- **Data records**
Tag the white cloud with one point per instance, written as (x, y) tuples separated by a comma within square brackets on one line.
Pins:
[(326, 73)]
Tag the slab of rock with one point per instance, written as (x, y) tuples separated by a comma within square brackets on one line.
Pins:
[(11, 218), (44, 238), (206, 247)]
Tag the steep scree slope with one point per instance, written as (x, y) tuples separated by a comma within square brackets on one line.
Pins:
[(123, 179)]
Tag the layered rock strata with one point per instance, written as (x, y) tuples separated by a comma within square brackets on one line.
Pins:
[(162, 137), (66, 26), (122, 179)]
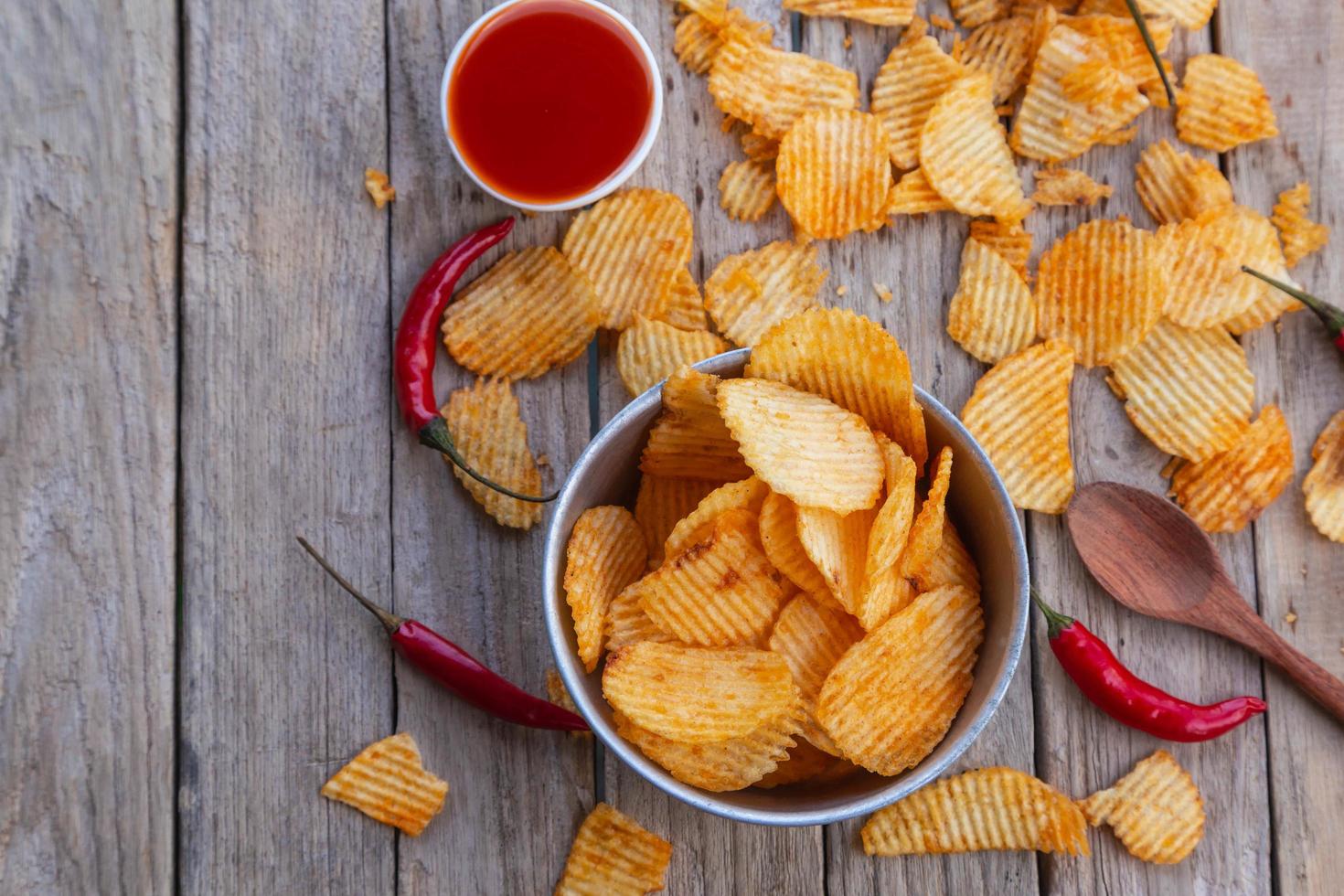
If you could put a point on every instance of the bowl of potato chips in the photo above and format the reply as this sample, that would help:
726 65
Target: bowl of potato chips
785 584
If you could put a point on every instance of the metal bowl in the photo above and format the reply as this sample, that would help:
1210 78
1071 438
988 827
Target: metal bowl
608 473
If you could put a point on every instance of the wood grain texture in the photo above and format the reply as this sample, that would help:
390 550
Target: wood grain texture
285 426
88 443
517 795
1297 48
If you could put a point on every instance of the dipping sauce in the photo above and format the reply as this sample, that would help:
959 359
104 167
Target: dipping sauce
549 100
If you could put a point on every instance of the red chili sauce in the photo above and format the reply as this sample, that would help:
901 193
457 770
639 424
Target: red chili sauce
549 100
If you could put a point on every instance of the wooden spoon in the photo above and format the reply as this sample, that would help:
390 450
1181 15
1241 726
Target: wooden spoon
1156 560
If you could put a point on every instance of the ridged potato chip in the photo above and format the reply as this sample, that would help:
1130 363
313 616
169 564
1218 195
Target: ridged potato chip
965 156
1324 483
723 764
1101 289
981 809
613 856
892 696
491 437
1189 391
746 188
926 531
651 351
1019 414
720 592
1301 235
752 292
699 695
605 554
1074 98
1232 489
1174 185
917 71
803 446
631 246
1155 810
689 440
778 523
661 504
389 784
992 314
528 314
851 360
834 174
1221 103
877 12
1008 240
769 89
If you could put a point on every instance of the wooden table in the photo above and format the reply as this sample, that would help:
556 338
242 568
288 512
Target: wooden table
197 303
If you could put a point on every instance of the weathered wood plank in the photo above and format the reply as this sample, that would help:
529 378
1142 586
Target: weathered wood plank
1297 48
285 418
918 258
517 795
1080 749
88 443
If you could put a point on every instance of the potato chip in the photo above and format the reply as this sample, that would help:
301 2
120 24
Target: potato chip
745 495
926 531
992 312
803 446
851 360
689 440
1301 235
1324 483
1155 810
752 292
778 523
892 696
1221 103
1008 240
651 351
1075 97
1189 391
1003 50
746 189
981 809
914 195
631 246
1019 414
661 504
528 314
834 175
1067 187
699 695
769 88
605 554
389 784
613 856
492 438
965 156
1232 489
684 308
877 12
917 71
720 592
1101 289
1174 185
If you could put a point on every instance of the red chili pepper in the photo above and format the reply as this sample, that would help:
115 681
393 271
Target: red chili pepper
1331 316
1131 700
459 670
417 344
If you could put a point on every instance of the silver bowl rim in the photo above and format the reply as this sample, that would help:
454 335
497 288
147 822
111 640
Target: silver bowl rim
902 784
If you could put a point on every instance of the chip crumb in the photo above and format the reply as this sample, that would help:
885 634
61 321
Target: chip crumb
379 187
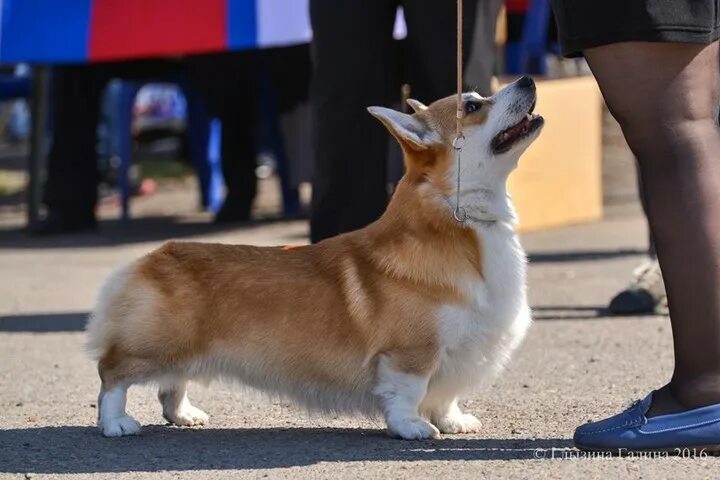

- **Task description**
Collect every line of the material that contains the word "crumb", and list those lines.

- **Exercise output**
If you could put a point on every instance of the chip crumb in the photo above and format the reply as this sample, that would help:
Target: chip crumb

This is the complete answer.